Exact transcription with no images: write out all of the entries below.

+++ PROVIDED INFORMATION

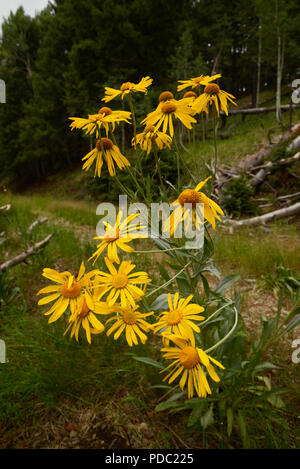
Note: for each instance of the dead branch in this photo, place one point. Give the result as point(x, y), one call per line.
point(271, 166)
point(35, 223)
point(5, 208)
point(260, 110)
point(282, 197)
point(276, 214)
point(24, 255)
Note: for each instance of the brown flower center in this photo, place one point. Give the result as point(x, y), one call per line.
point(73, 291)
point(129, 317)
point(119, 281)
point(198, 79)
point(105, 110)
point(151, 128)
point(190, 94)
point(168, 107)
point(165, 95)
point(212, 88)
point(189, 196)
point(111, 235)
point(126, 86)
point(174, 317)
point(189, 357)
point(84, 310)
point(106, 142)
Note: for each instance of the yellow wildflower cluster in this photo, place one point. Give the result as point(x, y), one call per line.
point(113, 298)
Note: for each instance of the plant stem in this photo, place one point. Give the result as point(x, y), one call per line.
point(215, 141)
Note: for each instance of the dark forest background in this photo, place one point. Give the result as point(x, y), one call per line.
point(56, 64)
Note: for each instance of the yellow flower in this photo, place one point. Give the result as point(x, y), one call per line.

++++++

RESPONSE AREA:
Note: for each instance of the dead branch in this photo, place one point. Give the result as point(x, y), one call per line.
point(271, 166)
point(35, 223)
point(5, 208)
point(260, 110)
point(282, 197)
point(276, 214)
point(24, 255)
Note: for each instance of the brown flower center in this photo, place one point. Give the result as point(x, y), one call per line.
point(73, 291)
point(129, 317)
point(119, 281)
point(198, 79)
point(105, 110)
point(151, 128)
point(190, 94)
point(168, 107)
point(165, 95)
point(212, 88)
point(189, 196)
point(111, 235)
point(126, 86)
point(174, 317)
point(189, 357)
point(84, 310)
point(106, 142)
Note: for each instance of the yellow wildflower cluster in this photo, place one point. Give the result as point(x, y), one call per line.
point(113, 298)
Note: for each instance of the plant stem in this photo, place one point. Give the result as point(x, y), one call per line.
point(215, 141)
Note: for each instance of the dark forest background in this photo, place one point. Give the result as point(x, y), one call per line.
point(56, 64)
Note: for each instance of the yellow flower in this photo, place one point. Give the result as point(x, y), one call per line.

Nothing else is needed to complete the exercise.